**EXTRACT TO READ**
-=-=-=-=-
Audit Log Partitioning Strategy

S3 Bucket Structure:
s3://id-generator-audit-logs/
  year=2024/
    month=01/
      day=03/
        hour=19/
          dc0_worker5_20240103_19.json.gz
          dc0_worker6_20240103_19.json.gz
          dc1_worker0_20240103_19.json.gz

Retention Policy:
- Hot storage (S3 Standard): 30 days
- Warm storage (S3 IA): 31-365 days
- Cold storage (S3 Glacier): 1-7 years
- Deletion: After 7 years

Analytics and Reporting Queries

Common Query Patterns

IDs Generated Per Second

SELECT
    toStartOfMinute(timestamp) as minute,
    datacenter_id,
    worker_id,
    count() as ids_generated,
    count() / 60 as ids_per_second
FROM id_generation_events
WHERE timestamp >= now() - INTERVAL 1 HOUR
GROUP BY minute, datacenter_id, worker_id
ORDER BY minute DESC, datacenter_id, worker_id;

Average Generation Latency

SELECT
    datacenter_id,
    worker_id,
    avg(generation_latency_us) as avg_latency_us,
    quantile(0.50)(generation_latency_us) as p50_latency_us,
    quantile(0.95)(generation_latency_us) as p95_latency_us,
    quantile(0.99)(generation_latency_us) as p99_latency_us
FROM id_generation_events
WHERE timestamp >= now() - INTERVAL 1 HOUR
GROUP BY datacenter_id, worker_id
ORDER BY datacenter_id, worker_id;

Clock Drift Analysis

SELECT
    toStartOfHour(timestamp) as hour,
    datacenter_id,
    worker_id,
    avg(drift_ms) as avg_drift_ms,
    max(drift_ms) as max_drift_ms,
    count() as drift_events
FROM clock_drift_events
WHERE timestamp >= now() - INTERVAL 24 HOUR
  AND abs(drift_ms) > 10
GROUP BY hour, datacenter_id, worker_id
ORDER BY hour DESC, max_drift_ms DESC;

Sequence Overflow Analysis

SELECT
    toStartOfHour(timestamp) as hour,
    datacenter_id,
    worker_id,
    sum(overflow_count) as total_overflows,
    avg(wait_time_ms) as avg_wait_ms,
    max(wait_time_ms) as max_wait_ms,
    avg(load_factor) as avg_load_factor
FROM sequence_overflow_events
WHERE timestamp >= now() - INTERVAL 24 HOUR
GROUP BY hour, datacenter_id, worker_id
HAVING total_overflows > 0
ORDER BY hour DESC, total_overflows DESC;

Error Rate Analysis

SELECT
    toStartOfMinute(timestamp) as minute,
    datacenter_id,
    worker_id,
    error_code,
    error_message,
    count() as error_count,
    count() * 100.0 / (
        SELECT count()
-=-=-=-=-
**SUPPLIED MATERIAL**
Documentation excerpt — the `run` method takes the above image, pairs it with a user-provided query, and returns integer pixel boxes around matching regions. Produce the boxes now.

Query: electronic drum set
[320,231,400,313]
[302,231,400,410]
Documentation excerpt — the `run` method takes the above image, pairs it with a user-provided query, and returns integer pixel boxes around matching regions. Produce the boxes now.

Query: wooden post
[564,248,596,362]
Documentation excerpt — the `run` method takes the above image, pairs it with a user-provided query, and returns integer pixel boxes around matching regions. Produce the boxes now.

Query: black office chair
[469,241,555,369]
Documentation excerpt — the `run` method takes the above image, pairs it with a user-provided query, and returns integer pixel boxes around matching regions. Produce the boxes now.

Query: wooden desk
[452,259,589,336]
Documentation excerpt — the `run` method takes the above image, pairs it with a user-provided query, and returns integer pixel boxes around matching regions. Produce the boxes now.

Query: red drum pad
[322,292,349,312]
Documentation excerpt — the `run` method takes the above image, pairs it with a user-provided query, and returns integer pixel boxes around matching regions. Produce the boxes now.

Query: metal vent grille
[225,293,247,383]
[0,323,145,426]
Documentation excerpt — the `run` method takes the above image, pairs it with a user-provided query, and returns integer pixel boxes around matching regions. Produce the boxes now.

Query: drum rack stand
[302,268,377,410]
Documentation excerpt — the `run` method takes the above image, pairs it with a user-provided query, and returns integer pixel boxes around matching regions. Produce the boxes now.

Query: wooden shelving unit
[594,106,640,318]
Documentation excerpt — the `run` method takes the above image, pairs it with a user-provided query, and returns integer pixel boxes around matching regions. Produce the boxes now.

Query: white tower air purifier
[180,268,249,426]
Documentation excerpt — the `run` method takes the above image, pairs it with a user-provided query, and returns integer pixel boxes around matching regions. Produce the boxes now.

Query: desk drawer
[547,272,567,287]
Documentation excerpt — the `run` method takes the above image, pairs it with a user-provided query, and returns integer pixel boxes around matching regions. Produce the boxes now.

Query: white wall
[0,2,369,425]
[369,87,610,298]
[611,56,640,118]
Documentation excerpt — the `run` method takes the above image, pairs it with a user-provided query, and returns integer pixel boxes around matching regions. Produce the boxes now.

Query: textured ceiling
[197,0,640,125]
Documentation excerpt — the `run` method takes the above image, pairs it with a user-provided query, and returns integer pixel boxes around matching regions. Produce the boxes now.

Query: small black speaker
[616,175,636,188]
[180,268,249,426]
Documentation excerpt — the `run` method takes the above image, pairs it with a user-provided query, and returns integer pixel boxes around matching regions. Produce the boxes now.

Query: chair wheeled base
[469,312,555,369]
-=-=-=-=-
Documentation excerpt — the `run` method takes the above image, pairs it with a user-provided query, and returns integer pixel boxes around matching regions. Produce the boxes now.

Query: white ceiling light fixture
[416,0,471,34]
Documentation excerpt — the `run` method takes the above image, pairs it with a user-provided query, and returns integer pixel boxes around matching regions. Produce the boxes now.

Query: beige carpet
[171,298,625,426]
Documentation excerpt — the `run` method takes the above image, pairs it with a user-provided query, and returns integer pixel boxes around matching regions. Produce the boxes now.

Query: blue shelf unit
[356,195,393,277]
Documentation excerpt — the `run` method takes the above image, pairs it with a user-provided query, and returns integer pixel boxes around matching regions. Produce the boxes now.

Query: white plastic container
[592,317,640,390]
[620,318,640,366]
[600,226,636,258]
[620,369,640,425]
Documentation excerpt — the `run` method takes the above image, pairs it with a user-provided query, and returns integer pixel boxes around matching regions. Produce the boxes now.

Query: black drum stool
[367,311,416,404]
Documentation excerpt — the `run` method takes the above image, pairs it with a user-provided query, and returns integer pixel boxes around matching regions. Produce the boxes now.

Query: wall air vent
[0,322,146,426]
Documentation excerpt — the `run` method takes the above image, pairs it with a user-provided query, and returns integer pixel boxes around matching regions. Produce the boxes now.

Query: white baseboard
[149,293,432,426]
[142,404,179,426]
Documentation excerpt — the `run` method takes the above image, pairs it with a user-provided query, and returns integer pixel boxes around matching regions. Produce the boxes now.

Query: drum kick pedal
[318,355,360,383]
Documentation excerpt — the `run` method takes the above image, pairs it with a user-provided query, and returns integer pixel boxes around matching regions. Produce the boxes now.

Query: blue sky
-=-=-=-=-
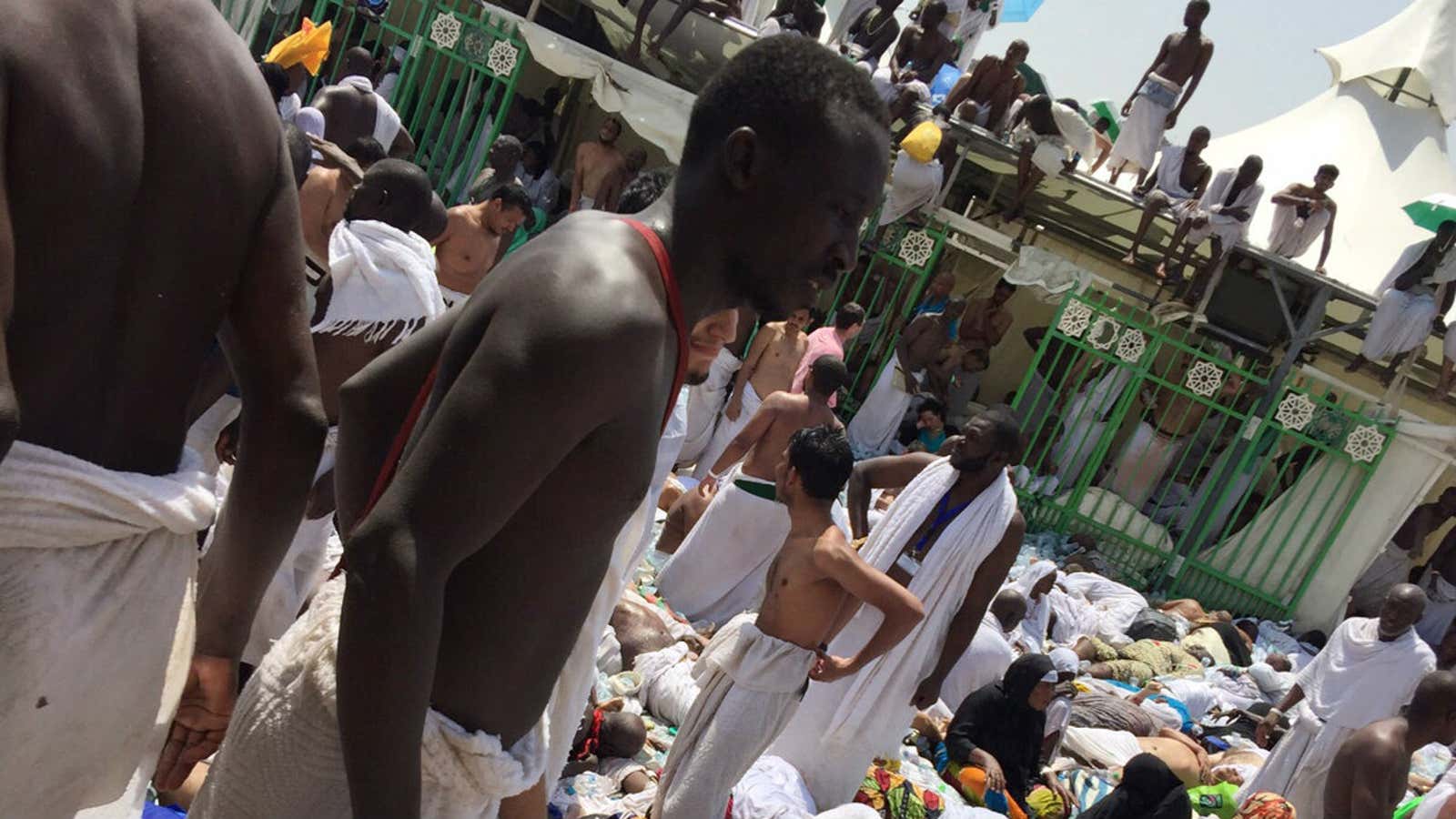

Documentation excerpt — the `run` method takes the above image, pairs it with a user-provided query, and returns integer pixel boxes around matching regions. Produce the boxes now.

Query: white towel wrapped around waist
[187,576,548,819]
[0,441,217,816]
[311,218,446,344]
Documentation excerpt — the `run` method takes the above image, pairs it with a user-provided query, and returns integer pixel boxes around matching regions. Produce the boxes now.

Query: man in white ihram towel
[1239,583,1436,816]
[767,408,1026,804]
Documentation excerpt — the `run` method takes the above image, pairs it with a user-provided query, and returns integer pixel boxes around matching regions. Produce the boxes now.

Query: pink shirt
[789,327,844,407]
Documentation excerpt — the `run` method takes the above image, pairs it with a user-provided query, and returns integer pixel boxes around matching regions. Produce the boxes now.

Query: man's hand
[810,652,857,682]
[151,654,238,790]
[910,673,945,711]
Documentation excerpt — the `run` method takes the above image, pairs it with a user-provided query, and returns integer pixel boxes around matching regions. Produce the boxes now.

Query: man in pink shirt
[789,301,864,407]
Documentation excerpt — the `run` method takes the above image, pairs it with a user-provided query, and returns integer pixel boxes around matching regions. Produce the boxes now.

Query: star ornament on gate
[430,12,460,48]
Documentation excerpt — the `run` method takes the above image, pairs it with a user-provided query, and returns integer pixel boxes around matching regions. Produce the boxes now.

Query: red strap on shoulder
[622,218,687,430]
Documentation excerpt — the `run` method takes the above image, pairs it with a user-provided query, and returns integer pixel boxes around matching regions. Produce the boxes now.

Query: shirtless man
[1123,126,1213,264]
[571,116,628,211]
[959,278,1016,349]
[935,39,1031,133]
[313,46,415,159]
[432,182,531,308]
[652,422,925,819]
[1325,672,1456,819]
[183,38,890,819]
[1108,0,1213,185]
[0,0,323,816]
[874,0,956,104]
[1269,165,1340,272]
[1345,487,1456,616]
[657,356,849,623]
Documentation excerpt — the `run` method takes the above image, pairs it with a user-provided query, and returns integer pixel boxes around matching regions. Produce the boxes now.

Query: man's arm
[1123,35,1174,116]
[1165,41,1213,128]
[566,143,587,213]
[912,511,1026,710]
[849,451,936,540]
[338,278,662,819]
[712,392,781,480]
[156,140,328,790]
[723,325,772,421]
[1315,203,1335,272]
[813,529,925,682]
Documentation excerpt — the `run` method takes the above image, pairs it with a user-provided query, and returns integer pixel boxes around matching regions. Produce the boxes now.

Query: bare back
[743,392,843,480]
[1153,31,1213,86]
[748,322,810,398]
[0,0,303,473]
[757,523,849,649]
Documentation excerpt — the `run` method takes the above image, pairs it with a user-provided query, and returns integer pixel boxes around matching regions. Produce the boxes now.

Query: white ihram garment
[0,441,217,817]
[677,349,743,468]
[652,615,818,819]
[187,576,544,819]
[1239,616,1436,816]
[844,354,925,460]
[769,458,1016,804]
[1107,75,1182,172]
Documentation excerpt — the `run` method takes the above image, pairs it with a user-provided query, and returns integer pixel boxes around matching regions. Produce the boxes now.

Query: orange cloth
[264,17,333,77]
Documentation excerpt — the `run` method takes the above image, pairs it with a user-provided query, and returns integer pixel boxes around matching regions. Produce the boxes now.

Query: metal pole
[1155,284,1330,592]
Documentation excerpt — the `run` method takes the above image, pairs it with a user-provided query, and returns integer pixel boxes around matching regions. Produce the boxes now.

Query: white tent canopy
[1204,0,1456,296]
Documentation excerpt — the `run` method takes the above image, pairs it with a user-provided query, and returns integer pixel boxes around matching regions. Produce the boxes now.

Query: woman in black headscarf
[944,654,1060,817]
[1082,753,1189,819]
-=-=-=-=-
**CHALLENGES**
1. In the text on audit log partitioning, reproduce the passage starting at "Error Rate Analysis" and ending at "SELECT count()".
2. According to the audit log partitioning text, which storage tier holds logs from 31 to 365 days old?

**RESULTS**
1.
Error Rate Analysis

SELECT
    toStartOfMinute(timestamp) as minute,
    datacenter_id,
    worker_id,
    error_code,
    error_message,
    count() as error_count,
    count() * 100.0 / (
        SELECT count()

2. Warm storage (S3 IA).